Task instructions = Copy out all of the items below, swapping each instance of "run" for "execute" and keeping everything else the same.

────────────────────

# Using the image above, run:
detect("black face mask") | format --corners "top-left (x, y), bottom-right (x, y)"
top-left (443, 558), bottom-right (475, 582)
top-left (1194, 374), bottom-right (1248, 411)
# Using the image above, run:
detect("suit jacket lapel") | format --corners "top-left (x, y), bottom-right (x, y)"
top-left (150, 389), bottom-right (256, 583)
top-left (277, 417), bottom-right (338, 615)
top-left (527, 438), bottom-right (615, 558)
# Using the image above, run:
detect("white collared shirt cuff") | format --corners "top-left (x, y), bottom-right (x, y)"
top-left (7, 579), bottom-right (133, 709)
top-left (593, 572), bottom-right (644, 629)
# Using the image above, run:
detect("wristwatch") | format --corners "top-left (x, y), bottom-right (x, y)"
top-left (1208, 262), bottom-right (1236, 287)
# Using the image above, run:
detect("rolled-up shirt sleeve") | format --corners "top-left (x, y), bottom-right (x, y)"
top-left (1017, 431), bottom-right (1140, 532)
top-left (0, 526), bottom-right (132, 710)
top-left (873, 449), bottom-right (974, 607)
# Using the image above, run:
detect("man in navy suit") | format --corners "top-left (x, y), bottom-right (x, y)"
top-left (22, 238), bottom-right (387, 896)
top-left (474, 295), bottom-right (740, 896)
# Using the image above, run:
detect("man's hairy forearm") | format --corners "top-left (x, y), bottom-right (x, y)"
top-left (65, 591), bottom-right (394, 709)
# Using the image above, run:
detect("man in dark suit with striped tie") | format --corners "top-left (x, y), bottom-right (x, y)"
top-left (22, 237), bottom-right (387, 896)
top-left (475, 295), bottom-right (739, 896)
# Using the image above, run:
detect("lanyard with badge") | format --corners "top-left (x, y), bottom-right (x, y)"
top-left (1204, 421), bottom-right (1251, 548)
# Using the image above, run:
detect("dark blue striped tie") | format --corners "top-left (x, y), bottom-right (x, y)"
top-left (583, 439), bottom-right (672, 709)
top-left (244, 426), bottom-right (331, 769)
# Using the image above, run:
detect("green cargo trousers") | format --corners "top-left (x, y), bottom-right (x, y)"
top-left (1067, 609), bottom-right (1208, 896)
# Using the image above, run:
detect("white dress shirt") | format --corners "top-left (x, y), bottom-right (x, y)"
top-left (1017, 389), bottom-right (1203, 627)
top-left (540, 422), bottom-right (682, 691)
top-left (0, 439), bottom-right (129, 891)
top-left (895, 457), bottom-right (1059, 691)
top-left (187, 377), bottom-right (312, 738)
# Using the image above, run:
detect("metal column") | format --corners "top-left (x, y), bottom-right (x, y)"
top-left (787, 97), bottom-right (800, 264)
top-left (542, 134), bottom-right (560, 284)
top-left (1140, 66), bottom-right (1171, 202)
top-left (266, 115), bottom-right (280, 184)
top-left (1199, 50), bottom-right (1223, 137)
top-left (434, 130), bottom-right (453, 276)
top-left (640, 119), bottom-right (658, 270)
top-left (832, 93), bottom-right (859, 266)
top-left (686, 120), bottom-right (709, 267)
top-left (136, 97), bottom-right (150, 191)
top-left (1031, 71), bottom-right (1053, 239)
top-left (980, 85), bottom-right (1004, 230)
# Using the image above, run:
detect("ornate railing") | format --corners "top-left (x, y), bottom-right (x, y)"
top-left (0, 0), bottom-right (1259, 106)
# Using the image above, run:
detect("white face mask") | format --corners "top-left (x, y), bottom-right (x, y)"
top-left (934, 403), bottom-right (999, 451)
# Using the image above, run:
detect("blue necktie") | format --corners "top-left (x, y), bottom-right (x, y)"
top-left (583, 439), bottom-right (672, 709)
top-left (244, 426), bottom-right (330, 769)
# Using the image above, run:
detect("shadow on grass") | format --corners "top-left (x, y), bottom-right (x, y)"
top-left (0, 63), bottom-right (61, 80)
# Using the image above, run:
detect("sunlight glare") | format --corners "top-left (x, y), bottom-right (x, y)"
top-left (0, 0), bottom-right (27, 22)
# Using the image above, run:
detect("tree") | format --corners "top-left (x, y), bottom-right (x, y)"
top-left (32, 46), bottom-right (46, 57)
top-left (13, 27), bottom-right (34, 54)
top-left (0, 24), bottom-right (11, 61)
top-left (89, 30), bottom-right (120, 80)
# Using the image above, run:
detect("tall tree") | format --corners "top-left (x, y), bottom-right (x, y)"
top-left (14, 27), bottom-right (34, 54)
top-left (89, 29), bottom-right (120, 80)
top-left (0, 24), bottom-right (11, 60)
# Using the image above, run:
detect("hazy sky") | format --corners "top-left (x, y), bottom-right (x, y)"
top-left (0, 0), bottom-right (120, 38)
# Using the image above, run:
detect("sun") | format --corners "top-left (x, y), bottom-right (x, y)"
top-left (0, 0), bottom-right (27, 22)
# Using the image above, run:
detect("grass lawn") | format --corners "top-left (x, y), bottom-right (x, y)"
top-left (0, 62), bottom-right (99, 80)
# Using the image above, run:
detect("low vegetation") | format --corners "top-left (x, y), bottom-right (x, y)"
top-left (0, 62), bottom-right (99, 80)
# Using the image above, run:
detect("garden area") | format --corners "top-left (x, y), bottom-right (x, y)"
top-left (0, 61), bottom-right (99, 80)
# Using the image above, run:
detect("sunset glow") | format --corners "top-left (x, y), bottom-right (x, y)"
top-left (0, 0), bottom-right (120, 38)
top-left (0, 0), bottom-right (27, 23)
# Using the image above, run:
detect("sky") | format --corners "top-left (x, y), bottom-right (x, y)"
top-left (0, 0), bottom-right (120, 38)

────────────────────

Exercise output =
# Using the image above, execute:
detect("black face mask") | format --corners "top-left (x, y), bottom-right (x, y)"
top-left (443, 558), bottom-right (475, 582)
top-left (1194, 374), bottom-right (1248, 411)
# Using the image above, execute:
detect("suit jacket lapel") | format --corners "top-left (x, y), bottom-right (x, y)"
top-left (150, 389), bottom-right (256, 583)
top-left (277, 417), bottom-right (338, 615)
top-left (527, 438), bottom-right (615, 558)
# Using the image above, execute:
detect("white collared shirt cuff") | format --corners "top-left (x, y), bottom-right (x, y)"
top-left (7, 579), bottom-right (133, 709)
top-left (593, 572), bottom-right (644, 629)
# Using the image above, execute:
detect("wristwatch") | format --corners "top-left (x, y), bottom-right (x, y)"
top-left (1208, 262), bottom-right (1236, 287)
# Using the image above, execute:
detect("rolled-up shirt sleeve") | format --corners "top-left (x, y), bottom-right (x, y)"
top-left (1017, 431), bottom-right (1140, 532)
top-left (0, 526), bottom-right (132, 710)
top-left (873, 449), bottom-right (974, 607)
# Using the image above, execute:
detect("man in navy suit") | format --corners "top-left (x, y), bottom-right (x, y)"
top-left (22, 238), bottom-right (387, 896)
top-left (474, 295), bottom-right (740, 896)
# Using the image above, execute:
detect("man's hairy forearm") | format --corners "top-left (x, y), bottom-right (x, y)"
top-left (65, 591), bottom-right (394, 709)
# Using the image above, execute:
detect("man in dark suit with striped tie") | format --corners "top-left (x, y), bottom-right (x, y)"
top-left (22, 237), bottom-right (387, 896)
top-left (475, 295), bottom-right (739, 896)
# Using the image above, execute:
detect("lanyard with badge") | format --corners "top-left (x, y), bottom-right (x, y)"
top-left (1204, 421), bottom-right (1251, 548)
# Using the image above, execute:
detect("dark blue striped tie") | format --corners "top-left (x, y), bottom-right (x, y)"
top-left (583, 439), bottom-right (672, 709)
top-left (244, 426), bottom-right (331, 769)
# Using the image above, execute:
detect("green cargo trousers") | format --corners "top-left (x, y), bottom-right (x, y)"
top-left (1067, 609), bottom-right (1208, 896)
# Using the image above, execute:
detect("white dress shirt") | format --corners "top-left (x, y), bottom-right (x, y)"
top-left (1017, 389), bottom-right (1203, 627)
top-left (540, 422), bottom-right (682, 691)
top-left (0, 439), bottom-right (129, 891)
top-left (895, 457), bottom-right (1059, 691)
top-left (187, 377), bottom-right (312, 738)
# Using the image above, execute:
detect("metal column") | format --corners "top-left (x, y), bottom-right (x, y)"
top-left (787, 97), bottom-right (800, 264)
top-left (542, 134), bottom-right (560, 284)
top-left (1140, 66), bottom-right (1171, 202)
top-left (266, 115), bottom-right (280, 184)
top-left (1199, 50), bottom-right (1223, 137)
top-left (434, 130), bottom-right (453, 276)
top-left (640, 119), bottom-right (658, 270)
top-left (832, 93), bottom-right (859, 266)
top-left (686, 120), bottom-right (709, 267)
top-left (136, 97), bottom-right (150, 191)
top-left (1031, 71), bottom-right (1053, 239)
top-left (980, 85), bottom-right (1004, 230)
# Using the image above, execute:
detect("ornate railing") | format --corners "top-left (x, y), bottom-right (x, y)"
top-left (0, 0), bottom-right (1259, 106)
# Using the image above, execute:
detect("white face mask") | format --corners "top-left (x, y), bottom-right (x, y)"
top-left (934, 403), bottom-right (999, 451)
# Using the image above, execute:
detect("blue necktie") | format --corners "top-left (x, y), bottom-right (x, y)"
top-left (583, 439), bottom-right (672, 709)
top-left (244, 426), bottom-right (330, 769)
# Using the image above, execute:
detect("shadow on grass") | format --corners "top-left (x, y), bottom-right (x, y)"
top-left (0, 63), bottom-right (61, 80)
# Using the image above, execute:
detect("sunlight glare") | format --corners "top-left (x, y), bottom-right (x, y)"
top-left (0, 0), bottom-right (27, 22)
# Using the image above, execute:
detect("tree") | format --corners "top-left (x, y), bottom-right (x, y)"
top-left (32, 46), bottom-right (46, 57)
top-left (13, 27), bottom-right (34, 54)
top-left (0, 24), bottom-right (11, 61)
top-left (89, 30), bottom-right (120, 80)
# Using the image above, execute:
detect("tall tree") | format --corners "top-left (x, y), bottom-right (x, y)"
top-left (14, 27), bottom-right (34, 54)
top-left (89, 29), bottom-right (120, 80)
top-left (0, 24), bottom-right (11, 60)
# Using the image above, execute:
detect("hazy sky") | format --corners "top-left (x, y), bottom-right (x, y)"
top-left (0, 0), bottom-right (120, 38)
# Using the image above, execute:
detect("sun") | format --corners "top-left (x, y), bottom-right (x, y)"
top-left (0, 0), bottom-right (27, 22)
# Using the image above, execute:
detect("grass lawn") | format --corners "top-left (x, y), bottom-right (x, y)"
top-left (0, 62), bottom-right (99, 80)
# Using the image above, execute:
detect("low vegetation") | format --corners "top-left (x, y), bottom-right (x, y)"
top-left (0, 62), bottom-right (99, 80)
# Using the image above, execute:
detect("garden area") | format --corners "top-left (x, y), bottom-right (x, y)"
top-left (0, 61), bottom-right (99, 80)
# Using the image above, execute:
detect("sunset glow") | format --corners "top-left (x, y), bottom-right (x, y)"
top-left (0, 0), bottom-right (120, 38)
top-left (0, 0), bottom-right (27, 23)
# Using the image above, execute:
detect("sky") | format --corners "top-left (x, y), bottom-right (x, y)"
top-left (0, 0), bottom-right (120, 38)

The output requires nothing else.